__To be done__
Your task is to print all of the material verbatim.

__Saved entries__
_ _ _ _ _
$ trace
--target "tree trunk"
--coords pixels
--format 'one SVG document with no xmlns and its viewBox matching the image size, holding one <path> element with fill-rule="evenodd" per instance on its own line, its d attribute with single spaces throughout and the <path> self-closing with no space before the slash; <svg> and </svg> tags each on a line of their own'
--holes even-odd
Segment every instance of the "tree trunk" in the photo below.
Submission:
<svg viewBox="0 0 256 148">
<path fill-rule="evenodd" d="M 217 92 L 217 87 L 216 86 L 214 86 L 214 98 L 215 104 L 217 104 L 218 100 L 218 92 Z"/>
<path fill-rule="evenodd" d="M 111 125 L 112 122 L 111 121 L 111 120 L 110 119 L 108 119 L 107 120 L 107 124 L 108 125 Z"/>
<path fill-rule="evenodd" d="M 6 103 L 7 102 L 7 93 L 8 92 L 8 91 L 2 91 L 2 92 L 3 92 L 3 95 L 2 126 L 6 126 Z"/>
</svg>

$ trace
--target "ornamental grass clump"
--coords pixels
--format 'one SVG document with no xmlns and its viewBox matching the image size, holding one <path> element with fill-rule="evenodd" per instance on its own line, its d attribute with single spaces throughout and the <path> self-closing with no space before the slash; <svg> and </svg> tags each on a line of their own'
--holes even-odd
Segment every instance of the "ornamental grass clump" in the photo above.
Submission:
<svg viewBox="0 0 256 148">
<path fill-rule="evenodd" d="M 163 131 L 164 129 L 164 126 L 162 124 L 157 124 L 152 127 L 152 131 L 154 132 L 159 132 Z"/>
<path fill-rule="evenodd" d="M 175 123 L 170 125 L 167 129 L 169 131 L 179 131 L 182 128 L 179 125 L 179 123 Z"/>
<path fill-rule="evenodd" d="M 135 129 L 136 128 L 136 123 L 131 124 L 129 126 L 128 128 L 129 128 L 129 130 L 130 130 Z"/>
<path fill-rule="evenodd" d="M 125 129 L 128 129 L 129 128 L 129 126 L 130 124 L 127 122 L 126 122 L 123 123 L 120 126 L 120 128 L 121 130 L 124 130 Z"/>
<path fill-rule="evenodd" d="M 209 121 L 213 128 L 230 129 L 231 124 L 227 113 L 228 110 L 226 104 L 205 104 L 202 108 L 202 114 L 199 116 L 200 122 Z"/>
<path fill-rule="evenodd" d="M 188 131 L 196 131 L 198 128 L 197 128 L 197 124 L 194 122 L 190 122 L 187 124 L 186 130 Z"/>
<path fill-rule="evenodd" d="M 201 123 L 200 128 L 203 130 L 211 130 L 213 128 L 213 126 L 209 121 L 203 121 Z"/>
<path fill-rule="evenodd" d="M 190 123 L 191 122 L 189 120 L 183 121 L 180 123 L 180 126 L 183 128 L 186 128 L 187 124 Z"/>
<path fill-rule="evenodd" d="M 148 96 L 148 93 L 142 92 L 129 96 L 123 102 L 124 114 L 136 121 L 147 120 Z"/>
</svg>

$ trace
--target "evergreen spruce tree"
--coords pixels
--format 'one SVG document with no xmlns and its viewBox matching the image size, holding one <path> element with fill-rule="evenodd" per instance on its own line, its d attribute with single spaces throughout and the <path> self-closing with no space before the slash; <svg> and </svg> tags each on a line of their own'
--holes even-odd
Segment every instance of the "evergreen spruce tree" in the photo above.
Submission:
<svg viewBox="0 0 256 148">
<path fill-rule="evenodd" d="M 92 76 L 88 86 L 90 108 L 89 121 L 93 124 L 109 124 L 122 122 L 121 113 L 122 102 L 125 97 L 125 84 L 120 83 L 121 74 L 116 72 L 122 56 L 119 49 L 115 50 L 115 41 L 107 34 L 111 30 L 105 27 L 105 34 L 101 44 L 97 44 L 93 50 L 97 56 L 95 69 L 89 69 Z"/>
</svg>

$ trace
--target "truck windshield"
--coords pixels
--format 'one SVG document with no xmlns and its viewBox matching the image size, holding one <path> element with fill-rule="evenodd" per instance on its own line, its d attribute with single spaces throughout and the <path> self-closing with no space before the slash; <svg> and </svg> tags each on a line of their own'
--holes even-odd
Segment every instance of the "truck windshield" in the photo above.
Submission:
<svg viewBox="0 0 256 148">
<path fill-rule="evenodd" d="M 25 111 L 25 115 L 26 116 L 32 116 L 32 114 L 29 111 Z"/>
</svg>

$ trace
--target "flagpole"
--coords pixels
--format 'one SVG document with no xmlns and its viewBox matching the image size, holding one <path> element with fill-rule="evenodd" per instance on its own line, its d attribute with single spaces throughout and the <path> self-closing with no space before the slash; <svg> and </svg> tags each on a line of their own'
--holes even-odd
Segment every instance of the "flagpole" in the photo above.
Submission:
_ _ _ _ _
__Reply to the task__
$ trace
--target "tree trunk"
--coords pixels
--format 'one SVG document with no xmlns and its viewBox matching the image size, holding one <path> element with fill-rule="evenodd" per instance on its own line, its d attribute with single spaces throughout and the <path> self-closing with no space before the slash; <svg> and </svg> tags each on a line of their own'
--holes even-odd
Segment every instance of the "tree trunk" in the photo below.
Submission:
<svg viewBox="0 0 256 148">
<path fill-rule="evenodd" d="M 217 92 L 217 87 L 216 86 L 214 86 L 214 98 L 215 104 L 217 104 L 218 100 L 218 92 Z"/>
<path fill-rule="evenodd" d="M 111 125 L 112 122 L 111 121 L 111 120 L 110 119 L 108 119 L 107 120 L 107 124 L 108 125 Z"/>
<path fill-rule="evenodd" d="M 6 103 L 7 102 L 7 93 L 8 92 L 8 91 L 2 91 L 2 92 L 3 92 L 3 95 L 2 126 L 6 126 Z"/>
</svg>

$ trace
--target "ornamental grass clump"
--coords pixels
--format 'one SVG document with no xmlns and its viewBox matching the image size, holding one <path> element with fill-rule="evenodd" per instance on its own line, its d attribute with single spaces throughout and the <path> self-closing with no space before the slash; <svg> and </svg> tags each on a line of their own'
--holes even-odd
Segment every instance of the "ornamental grass clump" in the photo above.
Submission:
<svg viewBox="0 0 256 148">
<path fill-rule="evenodd" d="M 163 131 L 164 129 L 164 126 L 162 124 L 157 124 L 152 127 L 152 131 L 154 132 L 159 132 Z"/>
<path fill-rule="evenodd" d="M 175 123 L 170 125 L 167 129 L 169 131 L 179 131 L 182 128 L 179 125 L 179 123 Z"/>
<path fill-rule="evenodd" d="M 135 129 L 136 128 L 136 123 L 131 124 L 129 126 L 128 128 L 129 128 L 129 130 L 130 130 Z"/>
<path fill-rule="evenodd" d="M 125 129 L 128 129 L 129 128 L 129 126 L 130 124 L 127 122 L 126 122 L 123 123 L 120 126 L 120 128 L 121 130 L 124 130 Z"/>
<path fill-rule="evenodd" d="M 209 121 L 213 128 L 230 129 L 231 124 L 227 113 L 228 110 L 226 104 L 205 104 L 202 108 L 202 114 L 199 116 L 200 122 Z"/>
<path fill-rule="evenodd" d="M 188 131 L 196 131 L 198 128 L 197 128 L 197 124 L 194 122 L 190 122 L 187 124 L 186 130 Z"/>
<path fill-rule="evenodd" d="M 201 123 L 200 128 L 203 130 L 211 130 L 213 128 L 213 126 L 209 121 L 203 121 Z"/>
<path fill-rule="evenodd" d="M 190 123 L 191 122 L 189 120 L 183 121 L 180 123 L 180 126 L 183 128 L 186 128 L 187 124 Z"/>
<path fill-rule="evenodd" d="M 148 96 L 148 93 L 142 92 L 129 96 L 123 102 L 124 114 L 136 121 L 147 120 Z"/>
</svg>

$ trace
--target "evergreen spruce tree"
--coords pixels
--format 'one SVG document with no xmlns and its viewBox matching the image size, holding one <path> element with fill-rule="evenodd" per instance on its own line, its d attribute with single spaces throughout and the <path> self-closing with no space before the slash; <svg> and </svg> tags each on a line of their own'
--holes even-odd
Segment every instance of the "evergreen spruce tree" in the photo above.
Submission:
<svg viewBox="0 0 256 148">
<path fill-rule="evenodd" d="M 92 76 L 88 86 L 90 108 L 89 121 L 93 124 L 109 124 L 122 122 L 121 113 L 122 102 L 125 97 L 125 84 L 120 83 L 121 74 L 116 72 L 122 56 L 119 49 L 115 50 L 115 41 L 107 34 L 111 30 L 105 27 L 105 34 L 101 44 L 97 44 L 93 50 L 97 56 L 95 69 L 89 69 Z"/>
</svg>

$ trace
--target "truck windshield"
--coords pixels
--format 'one SVG document with no xmlns and its viewBox matching the image size, holding one <path> element with fill-rule="evenodd" per instance on its own line, its d attribute with single spaces throughout and the <path> self-closing with no space before the slash; <svg> and </svg> tags each on a line of their own'
--holes even-odd
Segment every instance of the "truck windshield" in the photo above.
Submission:
<svg viewBox="0 0 256 148">
<path fill-rule="evenodd" d="M 25 111 L 25 115 L 26 116 L 32 116 L 32 114 L 29 111 Z"/>
</svg>

$ trace
--target "flagpole"
--coords pixels
--format 'one SVG document with no xmlns and its viewBox matching the image size, holding one <path> element with fill-rule="evenodd" per instance on its own line, its d attribute with single spaces throughout and the <path> self-closing with no space before the slash; <svg> and </svg> tags each on a line of their own'
--holes even-odd
Segment every instance of the "flagpole" in the photo above.
Submission:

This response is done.